What is expected >>
Reproduce the listing below verbatim, keeping every line in its original order and form.

────────────────────────────────────────

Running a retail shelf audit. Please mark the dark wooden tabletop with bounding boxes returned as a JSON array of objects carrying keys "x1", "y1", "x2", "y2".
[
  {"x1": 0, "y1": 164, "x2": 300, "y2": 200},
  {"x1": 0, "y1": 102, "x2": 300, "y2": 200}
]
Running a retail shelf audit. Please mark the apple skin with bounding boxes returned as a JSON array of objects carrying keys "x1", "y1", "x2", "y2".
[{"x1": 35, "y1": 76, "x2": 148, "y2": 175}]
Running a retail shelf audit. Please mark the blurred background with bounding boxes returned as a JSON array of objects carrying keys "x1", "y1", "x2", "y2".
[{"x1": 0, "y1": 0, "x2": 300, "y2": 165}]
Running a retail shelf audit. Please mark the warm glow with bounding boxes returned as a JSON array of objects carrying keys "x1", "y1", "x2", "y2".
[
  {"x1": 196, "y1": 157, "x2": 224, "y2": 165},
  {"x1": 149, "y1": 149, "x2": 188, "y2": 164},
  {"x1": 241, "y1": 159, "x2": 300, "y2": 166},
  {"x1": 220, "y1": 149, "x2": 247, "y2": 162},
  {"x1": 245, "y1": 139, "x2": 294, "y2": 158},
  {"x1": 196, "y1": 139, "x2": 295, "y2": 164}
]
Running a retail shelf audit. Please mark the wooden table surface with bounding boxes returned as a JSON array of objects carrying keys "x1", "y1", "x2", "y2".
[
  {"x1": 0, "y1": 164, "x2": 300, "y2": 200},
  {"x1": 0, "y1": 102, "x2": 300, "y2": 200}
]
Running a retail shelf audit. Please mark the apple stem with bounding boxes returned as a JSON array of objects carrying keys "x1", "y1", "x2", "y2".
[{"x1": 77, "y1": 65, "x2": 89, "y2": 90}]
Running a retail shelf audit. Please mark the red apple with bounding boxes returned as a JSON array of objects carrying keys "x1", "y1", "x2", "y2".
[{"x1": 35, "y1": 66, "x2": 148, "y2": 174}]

────────────────────────────────────────

Exercise result >>
Running a retail shelf audit. Please mark the dark wooden tabletop with bounding boxes returned as a JSON array of objects carrying keys "x1", "y1", "x2", "y2".
[
  {"x1": 0, "y1": 164, "x2": 300, "y2": 200},
  {"x1": 0, "y1": 102, "x2": 300, "y2": 200}
]
Running a retail shelf audit. Please mark the apple skin with bounding boxes returned as a JSON array of objects carrying keys "x1", "y1", "x2", "y2".
[{"x1": 35, "y1": 76, "x2": 148, "y2": 175}]
Running a retail shelf audit. Please mark the blurred background with bounding boxes returned as a JSON array of objects carrying keys "x1", "y1", "x2", "y2".
[{"x1": 0, "y1": 0, "x2": 300, "y2": 165}]
Running a retail shelf audit. Please mark the warm glow with bounding boxes returned as a JSON array of objects carrying keys "x1", "y1", "x2", "y2".
[
  {"x1": 196, "y1": 157, "x2": 224, "y2": 165},
  {"x1": 149, "y1": 149, "x2": 188, "y2": 164},
  {"x1": 241, "y1": 159, "x2": 300, "y2": 166},
  {"x1": 220, "y1": 149, "x2": 247, "y2": 162},
  {"x1": 245, "y1": 139, "x2": 294, "y2": 158},
  {"x1": 196, "y1": 139, "x2": 295, "y2": 164}
]
Running a retail shelf audit. Please mark the wooden table surface with bounding boxes returned as a JSON array of objects carrying keys "x1", "y1", "x2", "y2".
[
  {"x1": 0, "y1": 164, "x2": 300, "y2": 200},
  {"x1": 0, "y1": 102, "x2": 300, "y2": 200}
]
Running a retail shelf audit. Please mark the apple stem with bounding boxes returned as a JSON array of objects carrying keys "x1", "y1", "x2", "y2".
[{"x1": 77, "y1": 65, "x2": 89, "y2": 90}]
Running a retail shelf audit. Please mark the red apple with bounding boxes returned as a JSON array of objects carrying keys "x1", "y1", "x2", "y2".
[{"x1": 35, "y1": 66, "x2": 148, "y2": 174}]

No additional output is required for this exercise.